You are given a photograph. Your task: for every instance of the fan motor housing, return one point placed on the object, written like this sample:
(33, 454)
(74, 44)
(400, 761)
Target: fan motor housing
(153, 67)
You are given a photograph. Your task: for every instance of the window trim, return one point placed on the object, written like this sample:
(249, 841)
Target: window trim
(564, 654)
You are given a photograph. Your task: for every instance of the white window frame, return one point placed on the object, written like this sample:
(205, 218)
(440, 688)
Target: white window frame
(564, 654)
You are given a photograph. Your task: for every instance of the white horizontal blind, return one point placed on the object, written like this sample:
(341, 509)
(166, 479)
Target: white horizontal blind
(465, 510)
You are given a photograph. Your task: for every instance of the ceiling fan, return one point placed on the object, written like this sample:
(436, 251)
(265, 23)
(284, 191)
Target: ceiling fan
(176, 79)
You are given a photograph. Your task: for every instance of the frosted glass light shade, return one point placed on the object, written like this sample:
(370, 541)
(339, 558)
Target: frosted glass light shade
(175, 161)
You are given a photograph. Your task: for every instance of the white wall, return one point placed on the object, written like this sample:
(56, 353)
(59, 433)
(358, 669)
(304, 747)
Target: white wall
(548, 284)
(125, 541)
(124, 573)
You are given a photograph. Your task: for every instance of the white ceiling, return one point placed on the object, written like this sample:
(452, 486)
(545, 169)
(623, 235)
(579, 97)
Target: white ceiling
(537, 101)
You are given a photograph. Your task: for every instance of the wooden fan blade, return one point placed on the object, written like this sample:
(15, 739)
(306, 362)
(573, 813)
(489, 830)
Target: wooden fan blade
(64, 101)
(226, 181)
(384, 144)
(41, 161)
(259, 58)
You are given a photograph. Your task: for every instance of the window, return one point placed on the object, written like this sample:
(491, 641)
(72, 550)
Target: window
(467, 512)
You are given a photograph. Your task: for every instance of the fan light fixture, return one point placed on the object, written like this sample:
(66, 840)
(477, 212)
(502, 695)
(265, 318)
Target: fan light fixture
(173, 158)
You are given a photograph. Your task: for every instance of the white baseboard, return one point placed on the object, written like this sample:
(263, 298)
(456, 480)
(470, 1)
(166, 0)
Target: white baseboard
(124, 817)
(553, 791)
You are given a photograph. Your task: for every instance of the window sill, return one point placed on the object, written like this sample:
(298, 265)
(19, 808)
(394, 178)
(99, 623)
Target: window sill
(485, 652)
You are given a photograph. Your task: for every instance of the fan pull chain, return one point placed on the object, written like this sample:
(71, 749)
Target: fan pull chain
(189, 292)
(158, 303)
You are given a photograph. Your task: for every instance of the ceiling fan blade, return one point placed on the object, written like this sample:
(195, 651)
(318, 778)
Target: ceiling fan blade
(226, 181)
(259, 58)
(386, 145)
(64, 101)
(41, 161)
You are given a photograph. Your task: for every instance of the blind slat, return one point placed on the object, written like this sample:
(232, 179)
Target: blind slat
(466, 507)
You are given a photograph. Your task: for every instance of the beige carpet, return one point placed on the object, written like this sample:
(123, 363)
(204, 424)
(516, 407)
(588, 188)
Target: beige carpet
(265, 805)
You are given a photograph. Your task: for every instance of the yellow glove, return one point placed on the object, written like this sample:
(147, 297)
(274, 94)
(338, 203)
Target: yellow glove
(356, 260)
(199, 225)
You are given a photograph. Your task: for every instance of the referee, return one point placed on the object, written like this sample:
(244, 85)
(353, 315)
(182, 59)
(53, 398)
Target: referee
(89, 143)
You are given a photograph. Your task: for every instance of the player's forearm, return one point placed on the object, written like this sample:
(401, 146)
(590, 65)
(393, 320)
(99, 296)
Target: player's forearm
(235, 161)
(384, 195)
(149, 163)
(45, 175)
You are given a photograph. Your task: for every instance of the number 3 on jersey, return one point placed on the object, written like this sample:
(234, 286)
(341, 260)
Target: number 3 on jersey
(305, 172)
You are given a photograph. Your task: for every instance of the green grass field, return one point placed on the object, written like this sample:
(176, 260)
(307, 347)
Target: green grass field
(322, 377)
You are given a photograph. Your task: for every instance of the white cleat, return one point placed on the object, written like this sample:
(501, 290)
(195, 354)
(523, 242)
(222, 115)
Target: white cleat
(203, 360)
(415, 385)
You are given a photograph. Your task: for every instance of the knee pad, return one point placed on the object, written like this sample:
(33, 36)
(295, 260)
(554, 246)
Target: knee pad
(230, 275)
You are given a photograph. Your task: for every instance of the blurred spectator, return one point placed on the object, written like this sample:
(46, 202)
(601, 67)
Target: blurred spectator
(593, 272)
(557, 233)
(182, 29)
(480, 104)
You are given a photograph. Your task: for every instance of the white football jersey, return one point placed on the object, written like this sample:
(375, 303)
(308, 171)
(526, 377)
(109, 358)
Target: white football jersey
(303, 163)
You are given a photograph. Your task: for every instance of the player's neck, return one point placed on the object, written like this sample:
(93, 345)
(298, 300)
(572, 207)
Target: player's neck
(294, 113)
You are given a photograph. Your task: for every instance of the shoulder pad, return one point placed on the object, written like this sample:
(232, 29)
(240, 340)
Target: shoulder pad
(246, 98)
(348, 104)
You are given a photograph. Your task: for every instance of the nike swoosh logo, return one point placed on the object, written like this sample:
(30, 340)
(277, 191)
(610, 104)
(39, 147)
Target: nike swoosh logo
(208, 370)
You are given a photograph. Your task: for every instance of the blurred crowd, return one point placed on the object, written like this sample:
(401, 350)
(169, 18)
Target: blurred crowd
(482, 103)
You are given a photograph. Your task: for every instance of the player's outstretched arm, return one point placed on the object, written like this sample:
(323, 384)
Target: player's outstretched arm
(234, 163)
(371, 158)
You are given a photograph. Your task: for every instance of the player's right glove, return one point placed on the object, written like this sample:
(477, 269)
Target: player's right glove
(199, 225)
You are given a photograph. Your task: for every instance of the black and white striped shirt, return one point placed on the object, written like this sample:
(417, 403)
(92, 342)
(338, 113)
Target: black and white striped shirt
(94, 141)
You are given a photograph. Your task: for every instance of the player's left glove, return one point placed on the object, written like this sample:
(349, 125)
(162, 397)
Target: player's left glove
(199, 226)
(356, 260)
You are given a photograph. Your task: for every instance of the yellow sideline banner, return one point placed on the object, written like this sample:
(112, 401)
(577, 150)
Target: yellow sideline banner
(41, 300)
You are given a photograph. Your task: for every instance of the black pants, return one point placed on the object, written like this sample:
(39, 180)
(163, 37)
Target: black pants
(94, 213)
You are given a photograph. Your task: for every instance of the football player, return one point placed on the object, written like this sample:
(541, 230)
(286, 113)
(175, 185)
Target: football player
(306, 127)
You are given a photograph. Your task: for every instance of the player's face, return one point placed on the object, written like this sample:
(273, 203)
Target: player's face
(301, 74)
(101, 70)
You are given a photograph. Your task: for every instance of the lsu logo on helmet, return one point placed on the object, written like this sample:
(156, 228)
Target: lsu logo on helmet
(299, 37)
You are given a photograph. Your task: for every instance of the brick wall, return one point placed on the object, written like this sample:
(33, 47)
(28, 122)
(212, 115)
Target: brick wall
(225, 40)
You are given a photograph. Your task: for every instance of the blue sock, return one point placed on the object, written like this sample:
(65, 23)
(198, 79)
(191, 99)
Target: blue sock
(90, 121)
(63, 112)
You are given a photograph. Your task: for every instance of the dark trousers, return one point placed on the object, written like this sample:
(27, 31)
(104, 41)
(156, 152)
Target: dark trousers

[WHAT YOU HAVE TO DO]: Above are some records; extract every one of them exactly.

[ANSWER TO THIS PROBLEM]:
You are given a photograph. Your task: for every instance of the fan motor housing, return one point placed on the object, written like this sample:
(33, 454)
(74, 44)
(400, 761)
Target: fan motor housing
(153, 67)
You are given a photograph. Your task: for every instance of the window trim, return one point placed on the object, written like this sample:
(249, 841)
Target: window trim
(564, 654)
You are given a photograph. Your task: for every instance of the white window frame, return one point placed on the object, written like this sample:
(205, 218)
(440, 688)
Target: white window frame
(564, 654)
You are given a photograph. Your task: for every instance of the white horizontal blind, return one point placed on the object, written like this sample:
(341, 509)
(166, 479)
Target: white horizontal blind
(465, 510)
You are given a photograph. Your task: for every instance of the ceiling fan, return one point placed on the object, written like this sample:
(436, 251)
(265, 23)
(284, 191)
Target: ceiling fan
(176, 79)
You are given a photograph. Your task: for every instance of the frosted glass light shade, return one point placed on the object, written like this sample:
(370, 541)
(339, 558)
Target: frosted glass light shade
(175, 161)
You are given a photograph. Your task: for every instance of the white wall, return one point placed on the object, written like this sample:
(56, 353)
(59, 433)
(358, 669)
(304, 747)
Target: white wall
(548, 284)
(125, 541)
(124, 573)
You are given a photograph. Your task: for every instance of the white ceiling, return one point placed on the object, written like this sample:
(452, 486)
(545, 169)
(623, 235)
(579, 97)
Target: white ceiling
(537, 101)
You are given a photograph. Your task: for every instance of the wooden fan blade, return one point placed on the object, written like this sample:
(15, 739)
(306, 362)
(573, 813)
(489, 830)
Target: wooden fan blade
(64, 101)
(226, 181)
(384, 144)
(41, 161)
(259, 58)
You are given a photograph. Your task: for every instance of the window, return one point placed on the object, written like this sample:
(491, 641)
(72, 550)
Target: window
(467, 512)
You are given a photograph. Your task: for every instance of the fan light fixture, return one point placed on the object, written like this sample:
(66, 840)
(477, 212)
(502, 695)
(265, 318)
Target: fan light fixture
(173, 158)
You are given a photograph. Your task: for every instance of the white baseboard, return one point placed on the object, written like this sample:
(263, 298)
(456, 480)
(470, 1)
(166, 0)
Target: white baseboard
(124, 817)
(553, 791)
You are given a photograph. Your task: for every instance of the window sill, return one point placed on the object, written like this sample:
(298, 265)
(19, 808)
(394, 178)
(99, 623)
Target: window sill
(485, 652)
You are given a photograph. Your task: for every instance of the fan pull chain, return one point placed on the object, written like this sample:
(71, 749)
Target: fan pull chain
(189, 292)
(158, 303)
You are given a photograph. Your task: for every instance of the ceiling fan blade, return one point placed on the object, written like this sample:
(195, 651)
(318, 778)
Target: ceiling fan blade
(226, 181)
(259, 58)
(386, 145)
(64, 101)
(41, 161)
You are given a photograph. Your task: for every instance of the blind slat, return one point placed on the object, written like this sample:
(232, 179)
Target: blind slat
(466, 507)
You are given a photograph. Your task: for every instance of the beige carpet, return one point placed on the object, written like this sample:
(123, 363)
(204, 424)
(516, 407)
(588, 188)
Target: beige carpet
(265, 805)
You are given a photograph. Your task: for every instance of the yellow glove, return one point placed on the object, written like this sample:
(147, 297)
(274, 94)
(338, 203)
Target: yellow glove
(356, 260)
(199, 225)
You are given a photograph. Your task: for every instance of the referee, return one point placed on the object, written like this sample:
(244, 85)
(353, 315)
(182, 59)
(53, 398)
Target: referee
(89, 143)
You are given a photograph. Your task: for every instance of the player's forearm, return one point placed on the object, written like this sample:
(401, 146)
(590, 65)
(393, 320)
(99, 296)
Target: player's forearm
(235, 161)
(384, 195)
(149, 163)
(45, 175)
You are given a photograph. Your task: for every instance of the number 3 on jersey, return one point placed on the object, written like this sample:
(234, 286)
(341, 260)
Target: number 3 on jersey
(305, 172)
You are given a photograph. Your task: for every instance of the green grass field, return one point placed on the object, written like this sample:
(176, 260)
(307, 347)
Target: green grass field
(322, 377)
You are given a photograph. Your task: for every instance of the white cleat, return one point placed on the object, written like this sample:
(501, 290)
(195, 354)
(523, 242)
(222, 115)
Target: white cleat
(203, 360)
(415, 385)
You are given a photograph. Your task: for every instance of the knee pad, return one point placed on the object, written like this sample:
(33, 36)
(295, 260)
(554, 246)
Target: knee pad
(230, 275)
You are given a photograph. Your task: for every instance of the blurred spectator, return one point placed on the object, written like this sample:
(46, 202)
(601, 67)
Target: blurred spectator
(593, 272)
(557, 233)
(182, 29)
(480, 104)
You are given a photograph. Your task: for every instance of the white football jersey, return one point placed on the object, written like this sample:
(375, 303)
(308, 171)
(526, 377)
(109, 358)
Target: white football jersey
(303, 163)
You are given a photograph. Your task: for every instance of the player's neck, return one point placed on the object, written like this sample:
(93, 345)
(298, 300)
(572, 207)
Target: player's neck
(294, 113)
You are given a photograph. Your task: for every instance of the shoulder pad, return one point placed on the object, written like this sample:
(232, 29)
(240, 340)
Target: shoulder pad
(246, 98)
(348, 104)
You are given a photograph. Your task: for every instance of the nike swoosh logo, return one point placed on the object, written like this sample:
(30, 340)
(277, 191)
(610, 104)
(39, 147)
Target: nike swoosh logo
(208, 370)
You are given a photograph. Your task: for every instance of the blurred crowd, return one point placed on the object, written like this sample:
(401, 350)
(169, 18)
Target: blurred crowd
(482, 103)
You are given a photograph. Your task: for every instance of the player's outstretched arm, return one point placed on the object, written like this sample:
(323, 384)
Target: player's outstretched arm
(234, 163)
(371, 158)
You are given a photograph. Your task: for every instance of the player's right glove, return one point placed on the object, written like this sample:
(477, 269)
Target: player's right glove
(199, 225)
You are given a photograph. Your task: for every instance of the black and white striped shirt, return one point placed on the object, written like this sample:
(417, 403)
(92, 342)
(338, 113)
Target: black and white striped shirt
(94, 141)
You are given a photograph. Your task: for every instance of the player's left glove, return one point placed on the object, written like this sample:
(349, 125)
(162, 397)
Target: player's left glove
(199, 226)
(356, 260)
You are given a photograph. Your task: for every instance of the yellow sideline banner, return one point placed on the object, written like this sample:
(112, 401)
(577, 150)
Target: yellow sideline banner
(41, 300)
You are given a photograph. Your task: for every instance of the black pants, return one point placed on the object, written like this sample:
(39, 180)
(163, 37)
Target: black pants
(94, 213)
You are given a photograph. Your task: for every instance of the football player, return one point placed on the object, written like this sample:
(541, 230)
(286, 113)
(175, 185)
Target: football player
(306, 127)
You are given a photograph. Your task: for every instance of the player's face, return one point placed on the object, written like this sample:
(273, 203)
Target: player's face
(301, 74)
(101, 70)
You are given a photograph. Your task: for every instance of the lsu logo on helmet, return one point placed on the object, written like this sample:
(156, 228)
Target: lsu logo on helmet
(299, 37)
You are given a photograph. Your task: for every instance of the brick wall, return one point placed on the object, written like this sample:
(33, 47)
(28, 122)
(212, 115)
Target: brick wall
(225, 40)
You are given a photograph. Your task: for every instance of the blue sock, return one point placed on the object, written like this sample:
(65, 23)
(198, 79)
(191, 99)
Target: blue sock
(90, 121)
(63, 112)
You are given a photograph. Your task: for every instance of the dark trousers, return one point placed on the object, written like this sample:
(27, 31)
(104, 41)
(156, 152)
Target: dark trousers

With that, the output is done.